▸ **Exercise instructions**: List each line below that contains the word "aircraft", copying every such line in full.

(Rows of box annotation data)
################

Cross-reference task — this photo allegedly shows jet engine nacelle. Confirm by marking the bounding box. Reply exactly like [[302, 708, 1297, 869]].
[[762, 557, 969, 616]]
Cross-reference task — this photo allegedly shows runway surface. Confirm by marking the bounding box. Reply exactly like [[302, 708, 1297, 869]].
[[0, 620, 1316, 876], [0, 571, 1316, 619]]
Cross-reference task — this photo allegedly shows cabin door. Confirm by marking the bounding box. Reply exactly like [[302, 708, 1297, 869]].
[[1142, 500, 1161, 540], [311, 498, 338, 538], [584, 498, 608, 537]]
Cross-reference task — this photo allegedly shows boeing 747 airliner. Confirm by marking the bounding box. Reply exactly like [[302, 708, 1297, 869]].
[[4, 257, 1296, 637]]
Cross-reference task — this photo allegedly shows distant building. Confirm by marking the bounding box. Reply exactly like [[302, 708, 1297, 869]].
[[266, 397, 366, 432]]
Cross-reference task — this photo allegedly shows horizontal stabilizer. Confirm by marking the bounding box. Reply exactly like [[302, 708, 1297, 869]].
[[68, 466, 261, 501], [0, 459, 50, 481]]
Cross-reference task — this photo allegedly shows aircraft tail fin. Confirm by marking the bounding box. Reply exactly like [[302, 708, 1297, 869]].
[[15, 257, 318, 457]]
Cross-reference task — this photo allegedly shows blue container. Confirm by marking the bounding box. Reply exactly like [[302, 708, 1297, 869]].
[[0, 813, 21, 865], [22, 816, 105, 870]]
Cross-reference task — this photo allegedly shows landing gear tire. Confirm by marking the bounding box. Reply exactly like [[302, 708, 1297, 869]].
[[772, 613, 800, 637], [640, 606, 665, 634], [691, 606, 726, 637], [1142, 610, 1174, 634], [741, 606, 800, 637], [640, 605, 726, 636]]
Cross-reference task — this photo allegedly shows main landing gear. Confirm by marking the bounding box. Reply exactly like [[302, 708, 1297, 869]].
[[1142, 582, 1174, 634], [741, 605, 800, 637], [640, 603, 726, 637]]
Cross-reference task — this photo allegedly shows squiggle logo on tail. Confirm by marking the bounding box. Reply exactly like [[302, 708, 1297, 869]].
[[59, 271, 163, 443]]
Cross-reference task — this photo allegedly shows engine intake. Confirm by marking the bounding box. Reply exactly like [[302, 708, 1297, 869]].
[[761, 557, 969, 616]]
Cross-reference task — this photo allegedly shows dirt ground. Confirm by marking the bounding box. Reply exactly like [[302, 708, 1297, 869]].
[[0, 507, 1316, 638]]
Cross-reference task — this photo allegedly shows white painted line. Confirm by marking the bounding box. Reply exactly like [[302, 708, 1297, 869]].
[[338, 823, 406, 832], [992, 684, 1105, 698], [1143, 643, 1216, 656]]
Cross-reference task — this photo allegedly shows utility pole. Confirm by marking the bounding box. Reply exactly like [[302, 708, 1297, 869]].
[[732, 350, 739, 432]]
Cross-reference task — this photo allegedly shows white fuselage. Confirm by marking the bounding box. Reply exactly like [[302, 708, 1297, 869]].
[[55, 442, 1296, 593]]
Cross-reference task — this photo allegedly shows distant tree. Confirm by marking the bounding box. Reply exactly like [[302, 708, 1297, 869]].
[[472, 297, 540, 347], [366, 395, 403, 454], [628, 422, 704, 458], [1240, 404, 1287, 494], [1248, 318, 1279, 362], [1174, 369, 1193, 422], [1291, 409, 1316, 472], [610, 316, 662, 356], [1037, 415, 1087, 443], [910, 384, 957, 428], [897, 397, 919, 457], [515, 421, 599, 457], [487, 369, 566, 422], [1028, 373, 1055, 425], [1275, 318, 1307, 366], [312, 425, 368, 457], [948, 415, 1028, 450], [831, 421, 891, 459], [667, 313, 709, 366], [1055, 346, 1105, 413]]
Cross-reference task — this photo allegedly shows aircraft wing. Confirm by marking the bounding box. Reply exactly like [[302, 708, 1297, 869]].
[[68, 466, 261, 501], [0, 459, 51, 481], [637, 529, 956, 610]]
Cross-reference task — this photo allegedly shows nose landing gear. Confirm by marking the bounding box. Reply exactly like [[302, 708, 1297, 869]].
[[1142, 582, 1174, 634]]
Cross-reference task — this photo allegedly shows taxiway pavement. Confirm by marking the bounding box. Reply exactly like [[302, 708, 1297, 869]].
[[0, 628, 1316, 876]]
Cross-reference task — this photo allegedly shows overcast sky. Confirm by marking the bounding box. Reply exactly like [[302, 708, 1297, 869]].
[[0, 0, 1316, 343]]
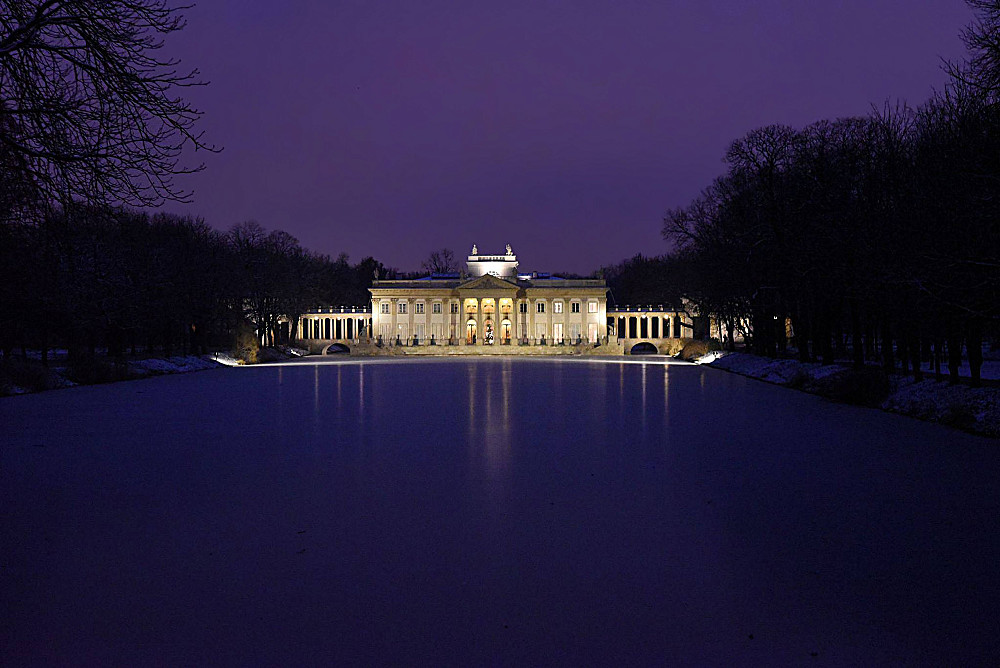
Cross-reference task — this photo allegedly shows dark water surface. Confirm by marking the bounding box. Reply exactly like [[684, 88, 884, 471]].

################

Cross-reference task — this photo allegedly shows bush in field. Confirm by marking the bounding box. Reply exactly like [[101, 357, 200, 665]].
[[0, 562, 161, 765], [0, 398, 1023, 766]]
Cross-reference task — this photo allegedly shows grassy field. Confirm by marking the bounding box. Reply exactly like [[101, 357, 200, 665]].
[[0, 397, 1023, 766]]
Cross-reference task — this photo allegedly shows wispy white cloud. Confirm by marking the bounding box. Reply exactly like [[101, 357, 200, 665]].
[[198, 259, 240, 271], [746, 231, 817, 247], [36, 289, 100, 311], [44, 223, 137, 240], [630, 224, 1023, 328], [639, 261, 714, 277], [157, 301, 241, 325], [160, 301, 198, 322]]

################

▸ **Final result**:
Cross-reference task — this photo allegedly shows aircraft tail fin. Confirm by marking the bounding box. Reply exactly like [[302, 708, 1297, 869]].
Cross-reference task — this photo allegedly shows aircraft wing. Confirm by marking the bounding box. Reply exactly like [[302, 708, 1297, 869]].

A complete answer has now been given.